Transcribe the listing that follows in full, omitting pictures.

Input records =>
-------

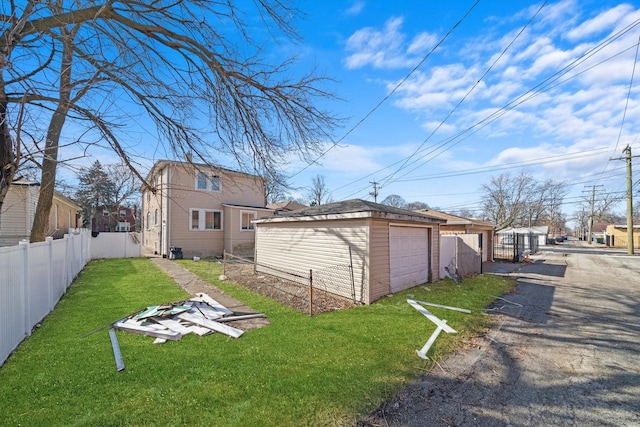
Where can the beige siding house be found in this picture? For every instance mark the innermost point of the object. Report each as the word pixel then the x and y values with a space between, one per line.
pixel 617 236
pixel 390 249
pixel 202 210
pixel 19 208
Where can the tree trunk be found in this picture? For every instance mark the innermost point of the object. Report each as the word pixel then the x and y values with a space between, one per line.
pixel 7 156
pixel 50 162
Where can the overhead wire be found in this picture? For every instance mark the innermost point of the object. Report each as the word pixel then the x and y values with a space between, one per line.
pixel 455 108
pixel 391 93
pixel 547 84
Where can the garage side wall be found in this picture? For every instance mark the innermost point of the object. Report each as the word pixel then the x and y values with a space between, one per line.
pixel 321 246
pixel 379 281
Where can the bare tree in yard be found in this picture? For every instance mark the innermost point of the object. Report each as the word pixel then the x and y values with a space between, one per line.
pixel 506 198
pixel 319 192
pixel 171 62
pixel 276 188
pixel 111 186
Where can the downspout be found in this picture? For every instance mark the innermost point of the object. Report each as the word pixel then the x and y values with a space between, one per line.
pixel 168 229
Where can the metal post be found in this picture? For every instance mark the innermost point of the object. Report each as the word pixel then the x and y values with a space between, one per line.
pixel 627 151
pixel 310 292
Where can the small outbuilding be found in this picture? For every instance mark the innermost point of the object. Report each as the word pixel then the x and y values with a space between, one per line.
pixel 387 249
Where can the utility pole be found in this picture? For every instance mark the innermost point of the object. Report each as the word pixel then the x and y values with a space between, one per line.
pixel 628 158
pixel 590 222
pixel 374 193
pixel 627 151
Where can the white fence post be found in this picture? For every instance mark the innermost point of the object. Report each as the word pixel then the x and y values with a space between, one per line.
pixel 51 302
pixel 26 286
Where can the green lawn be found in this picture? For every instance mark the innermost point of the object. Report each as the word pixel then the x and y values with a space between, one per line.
pixel 329 369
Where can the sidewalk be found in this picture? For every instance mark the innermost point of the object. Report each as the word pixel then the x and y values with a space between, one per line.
pixel 193 284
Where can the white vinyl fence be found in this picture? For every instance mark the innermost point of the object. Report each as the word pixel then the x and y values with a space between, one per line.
pixel 34 276
pixel 460 254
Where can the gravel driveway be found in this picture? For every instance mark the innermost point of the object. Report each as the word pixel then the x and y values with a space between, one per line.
pixel 566 351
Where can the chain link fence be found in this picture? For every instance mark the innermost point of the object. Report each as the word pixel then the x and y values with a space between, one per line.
pixel 312 291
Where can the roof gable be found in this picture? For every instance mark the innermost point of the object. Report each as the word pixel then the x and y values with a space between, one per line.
pixel 354 206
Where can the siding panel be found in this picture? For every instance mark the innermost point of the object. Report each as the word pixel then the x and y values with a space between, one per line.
pixel 304 246
pixel 379 280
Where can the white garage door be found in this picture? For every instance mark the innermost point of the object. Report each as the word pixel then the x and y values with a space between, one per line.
pixel 409 256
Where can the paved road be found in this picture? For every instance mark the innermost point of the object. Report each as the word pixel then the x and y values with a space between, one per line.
pixel 566 352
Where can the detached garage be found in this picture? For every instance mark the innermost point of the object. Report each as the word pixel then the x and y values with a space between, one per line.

-------

Answer box =>
Where can the beige siding house be found in this picture? For every instance mark the innermost point of the object. Report each as the word pixel then the x and y values with a space between, one per line.
pixel 617 236
pixel 390 249
pixel 202 210
pixel 19 208
Where can the tree trunk be found in this picture? For every instance mark the innermost point of the object. Report each as the word pixel then the x and y values with a space between, one per line.
pixel 7 156
pixel 50 162
Where can the overhead wire be found in this picture? For every instance mark the innermost point of the object. Report each as the word pixel then the x and y values with a space between, one per line.
pixel 455 108
pixel 391 93
pixel 547 84
Where can the garage side wall be found in this picture? For every instance mark the innermost point of the object. Report each as the word pixel then the x and y values with a space between, one per line.
pixel 321 246
pixel 379 281
Where can the bare tree in yard be found in this picture? For every instance mark the innermost point of the object. Report each as the word pixel then the x and y values with a space between, one per line.
pixel 506 198
pixel 319 192
pixel 171 62
pixel 276 188
pixel 111 186
Where can the downspout be found in this picture? For every instance mark the innermost point of the object. Report each as the word pixel then the x and y values with a space between, one per line.
pixel 168 229
Where can the metal post be found in this picture? For every instance mark the innermost point of the object. Report each as the word pixel then the x and y values with a space between, one per line.
pixel 627 151
pixel 310 292
Where can the small outbuilding be found in this picture? For every instance mark the innermost point of the object. Report each as the word pixel then the x and y values with a space between, one per line.
pixel 387 249
Where can the utility pole be found in this picture? For every instance mark the innermost point of the object. Report each as the word pixel then the x and y values with a space between, one per line.
pixel 628 158
pixel 590 222
pixel 374 193
pixel 627 151
Where can the white fence post be found in this picture? For every instance mark the innermost point of the object. Report each as the word pixel then the x and y values with a space between, one per line.
pixel 51 302
pixel 26 286
Where can the green lawn be found in this picture? For every instance mark the innermost point of the object. Report each as the word pixel then the x and y values with a space between, one per line.
pixel 329 369
Where can the sidewalk be found in this picture? For every instance mark the innermost point of the object. Report each as the word pixel then the x and y values with a space between, one per line.
pixel 193 284
Where can the white vinyl fence be found in this picture? For every instance mark the innermost point of the object. Report each as the word pixel then the x and y values with a space between, one per line.
pixel 34 276
pixel 460 254
Where can the gravel driveway be found in this picture? For every instance mark the innermost point of the object. Report each as the word pixel then the x and y values with a space between, one per line.
pixel 566 351
Where can the chain link fence be found in this picture? For every instance mark the innermost point of the object. Report each as the word pixel then the x and y values with a space between, one per line.
pixel 312 291
Where can the roof gable be found in this picture? For every instance mark the innermost point of the object. Report each as the word pixel then the x and y values with a space between, one per line.
pixel 354 206
Where can the siding panel be found in this picture? For every instance mark the innermost point of the object. Report each as the word pixel then the x and y values with a space between, one per line.
pixel 304 246
pixel 379 280
Where can the white garage door be found in this picture? For every instance mark the innermost point of the object. Report each as the word pixel then the x and y values with a space between, one per line.
pixel 409 256
Where can the paved road be found in this picture? For every instance mark the innermost point of the object. Report each as the word pixel then the x and y values with a space between, one per line.
pixel 566 352
Where can the detached garage be found in this picture? For every instance mark the innermost point of the object. Report each as the word pixel then the x and y values with a space between, one per line.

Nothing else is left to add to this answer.